(照片点位标注)
-------

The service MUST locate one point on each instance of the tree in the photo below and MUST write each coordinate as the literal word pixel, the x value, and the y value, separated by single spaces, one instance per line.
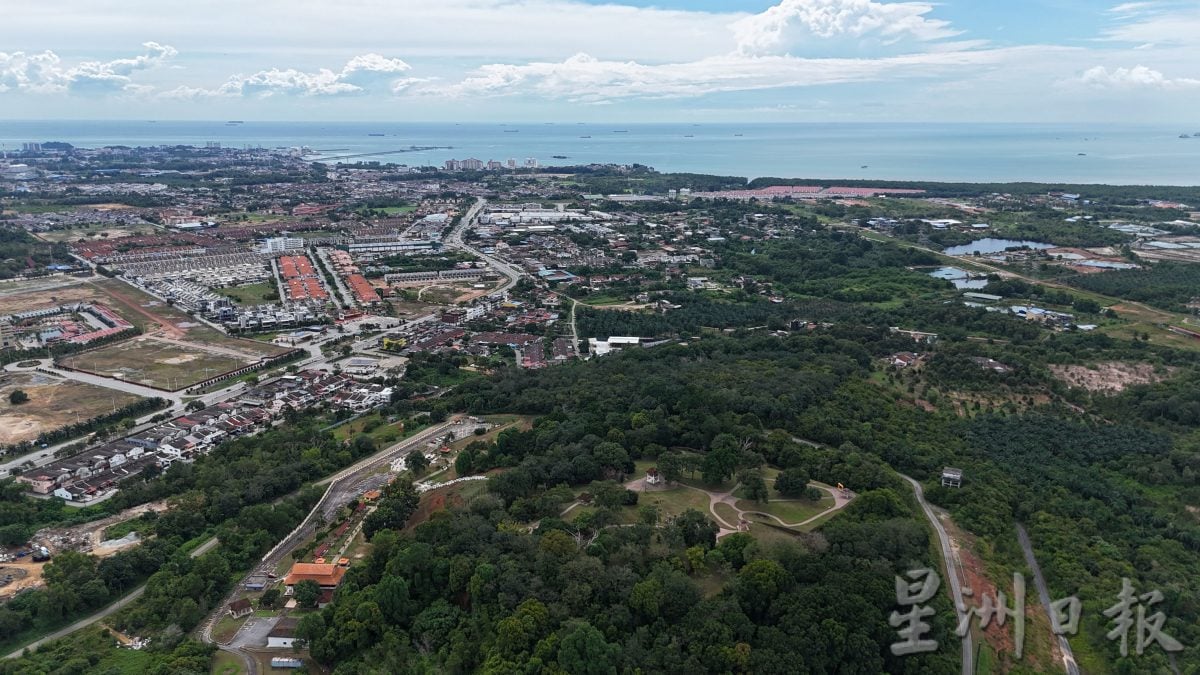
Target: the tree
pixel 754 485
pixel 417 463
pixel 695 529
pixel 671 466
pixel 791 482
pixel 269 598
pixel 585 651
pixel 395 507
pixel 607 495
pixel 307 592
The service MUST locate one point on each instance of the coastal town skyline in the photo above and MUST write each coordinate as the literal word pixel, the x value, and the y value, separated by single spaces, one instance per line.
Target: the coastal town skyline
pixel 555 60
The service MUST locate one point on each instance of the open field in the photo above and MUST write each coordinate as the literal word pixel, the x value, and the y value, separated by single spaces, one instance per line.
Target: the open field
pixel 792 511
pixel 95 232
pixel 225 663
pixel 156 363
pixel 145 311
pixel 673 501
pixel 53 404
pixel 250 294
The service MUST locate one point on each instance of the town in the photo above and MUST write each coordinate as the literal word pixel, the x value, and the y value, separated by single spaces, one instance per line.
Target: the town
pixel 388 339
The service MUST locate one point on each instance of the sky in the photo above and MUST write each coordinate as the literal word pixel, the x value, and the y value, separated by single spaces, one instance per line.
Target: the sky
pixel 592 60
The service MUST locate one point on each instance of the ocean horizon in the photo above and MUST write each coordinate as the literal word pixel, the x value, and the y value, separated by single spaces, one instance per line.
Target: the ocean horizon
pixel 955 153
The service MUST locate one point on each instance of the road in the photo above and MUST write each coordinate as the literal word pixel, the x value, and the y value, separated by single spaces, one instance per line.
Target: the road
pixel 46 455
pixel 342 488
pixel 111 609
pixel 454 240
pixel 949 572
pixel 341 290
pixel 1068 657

-------

■ **任务说明**: 将上方全部记录逐字照录，答案中略去图片。

■ **预期输出**:
The service MUST locate one point on each instance of the tree in the photo below and MUST write each coordinate as the literal word pixel, the x value, and the y value, separated by single spaces, one instance per line.
Target: the tree
pixel 754 485
pixel 417 463
pixel 695 529
pixel 671 466
pixel 791 482
pixel 269 598
pixel 585 651
pixel 395 507
pixel 607 495
pixel 307 592
The service MUST locate one point on each instance of the coastal town skyline in the photo above and MUST write each coordinate as the literal word pixel, the x value, and the y value, separated by single spaces, one instance per line.
Target: the coastal town skyline
pixel 555 60
The service MUST locate one point on each instance of the open field in the photo above and MUST write each coordinate as the literal word pixel, the x value, and the y value, separated by single spaces, one instance per line.
Target: the open field
pixel 792 511
pixel 95 232
pixel 225 663
pixel 156 363
pixel 145 311
pixel 673 501
pixel 53 404
pixel 250 294
The service MUST locate one point on each instance of the town in the photo above and MUST write each coordinate as the literal word pixel, the x value, and the y value, separated by single spaces, one instance per line.
Target: the town
pixel 388 339
The service MUST locate one point on each instance of the sky in the photo above and MUST write each coordinate as the literal word pixel, the x value, and the y value, separated by single spaces, one instance per line.
Target: the sky
pixel 592 60
The service MUST locate one point on each instance of the ocean horizon in the photo above and MUST write each coordinate as the literal word pixel, the x value, and the y value, separated by single spaces, one instance per line.
Target: the ocean horizon
pixel 955 153
The service MUST locate one point on each instance of the road in the photo above and MUST write each coordinate as the literal word pixel, the x value, and the y value, separated by single spaces, one instance per line.
Target: the road
pixel 46 455
pixel 342 488
pixel 111 609
pixel 454 240
pixel 949 572
pixel 341 290
pixel 1068 657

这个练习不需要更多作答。